▼

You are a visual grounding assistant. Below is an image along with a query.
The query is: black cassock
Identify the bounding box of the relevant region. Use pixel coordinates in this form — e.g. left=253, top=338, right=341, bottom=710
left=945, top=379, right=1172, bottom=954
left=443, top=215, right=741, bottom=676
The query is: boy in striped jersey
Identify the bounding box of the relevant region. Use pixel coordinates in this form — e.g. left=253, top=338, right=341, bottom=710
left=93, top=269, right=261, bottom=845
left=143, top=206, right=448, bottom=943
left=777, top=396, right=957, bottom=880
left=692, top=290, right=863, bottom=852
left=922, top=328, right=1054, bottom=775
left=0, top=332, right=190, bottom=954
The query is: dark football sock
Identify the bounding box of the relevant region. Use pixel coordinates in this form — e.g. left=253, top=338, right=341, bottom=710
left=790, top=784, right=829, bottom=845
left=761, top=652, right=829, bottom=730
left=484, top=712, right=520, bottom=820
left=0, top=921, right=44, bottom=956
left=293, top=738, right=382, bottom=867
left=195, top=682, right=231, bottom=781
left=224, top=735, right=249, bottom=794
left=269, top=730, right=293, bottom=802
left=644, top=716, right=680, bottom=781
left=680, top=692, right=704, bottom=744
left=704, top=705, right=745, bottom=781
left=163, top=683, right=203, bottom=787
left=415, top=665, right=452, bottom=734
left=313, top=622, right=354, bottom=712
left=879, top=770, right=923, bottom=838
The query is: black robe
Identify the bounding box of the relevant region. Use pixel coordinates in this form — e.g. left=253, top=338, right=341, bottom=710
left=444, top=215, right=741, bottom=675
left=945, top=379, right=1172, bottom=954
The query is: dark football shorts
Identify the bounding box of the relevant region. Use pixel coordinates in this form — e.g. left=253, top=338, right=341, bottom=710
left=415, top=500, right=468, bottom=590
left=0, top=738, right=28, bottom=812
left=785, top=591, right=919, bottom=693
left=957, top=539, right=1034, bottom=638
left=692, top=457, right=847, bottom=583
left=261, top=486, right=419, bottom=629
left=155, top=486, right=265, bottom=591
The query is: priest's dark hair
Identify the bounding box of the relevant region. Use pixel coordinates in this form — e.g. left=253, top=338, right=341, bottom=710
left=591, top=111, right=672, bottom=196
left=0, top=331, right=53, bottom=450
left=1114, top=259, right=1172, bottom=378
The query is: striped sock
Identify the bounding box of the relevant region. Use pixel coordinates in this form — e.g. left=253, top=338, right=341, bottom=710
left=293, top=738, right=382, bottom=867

▲

THE REQUEST: Please return all of the records above word for word, with every line unchanged and in its original order.

EXERCISE SOLUTION:
You are a visual grounding assistant. Below is an image along with a query.
The query is: black cassock
Identify the bounding box of the relevant region. Use pixel coordinates in this form — e.g. left=253, top=338, right=341, bottom=710
left=945, top=379, right=1172, bottom=954
left=443, top=215, right=741, bottom=676
The query is: boy in striped jersey
Identify the bounding box of the relevant region. Use pixel coordinates in this form — e.g. left=253, top=338, right=341, bottom=710
left=93, top=269, right=261, bottom=845
left=143, top=206, right=448, bottom=943
left=777, top=396, right=957, bottom=880
left=692, top=290, right=863, bottom=852
left=922, top=328, right=1054, bottom=775
left=0, top=332, right=190, bottom=954
The query is: dark football sock
Identify the bounding box of the relevant region. Use pixel coordinates in this form — e.g. left=253, top=338, right=341, bottom=710
left=790, top=784, right=829, bottom=845
left=761, top=652, right=829, bottom=730
left=484, top=712, right=520, bottom=820
left=0, top=921, right=44, bottom=956
left=293, top=738, right=382, bottom=867
left=195, top=682, right=231, bottom=781
left=224, top=735, right=249, bottom=794
left=269, top=730, right=293, bottom=802
left=644, top=716, right=680, bottom=781
left=680, top=692, right=704, bottom=744
left=704, top=705, right=745, bottom=781
left=163, top=683, right=203, bottom=787
left=415, top=665, right=452, bottom=734
left=313, top=622, right=354, bottom=712
left=879, top=770, right=923, bottom=838
The query is: black robe
Identify the bounding box of the relevant region. Use pixel coordinates in this form — e.g. left=253, top=338, right=341, bottom=710
left=444, top=215, right=741, bottom=675
left=945, top=379, right=1172, bottom=954
The query is: dark football shorts
Identify the bounding box of the relevant region. Use pixel coordinates in this form — e.g. left=253, top=338, right=341, bottom=710
left=415, top=500, right=468, bottom=590
left=0, top=738, right=28, bottom=812
left=785, top=591, right=919, bottom=693
left=957, top=539, right=1034, bottom=638
left=692, top=457, right=847, bottom=583
left=261, top=486, right=419, bottom=629
left=155, top=486, right=265, bottom=591
The query is: priest's dark hair
Identify the bounding box of the relevant region. Use pixel coordinates in this form — e.g. left=253, top=338, right=341, bottom=710
left=591, top=111, right=672, bottom=196
left=0, top=331, right=53, bottom=450
left=1114, top=259, right=1172, bottom=378
The query is: striped sock
Identify the bounding box of the relevant region. Use pixel coordinates in this form — e.g. left=253, top=338, right=341, bottom=710
left=293, top=738, right=382, bottom=867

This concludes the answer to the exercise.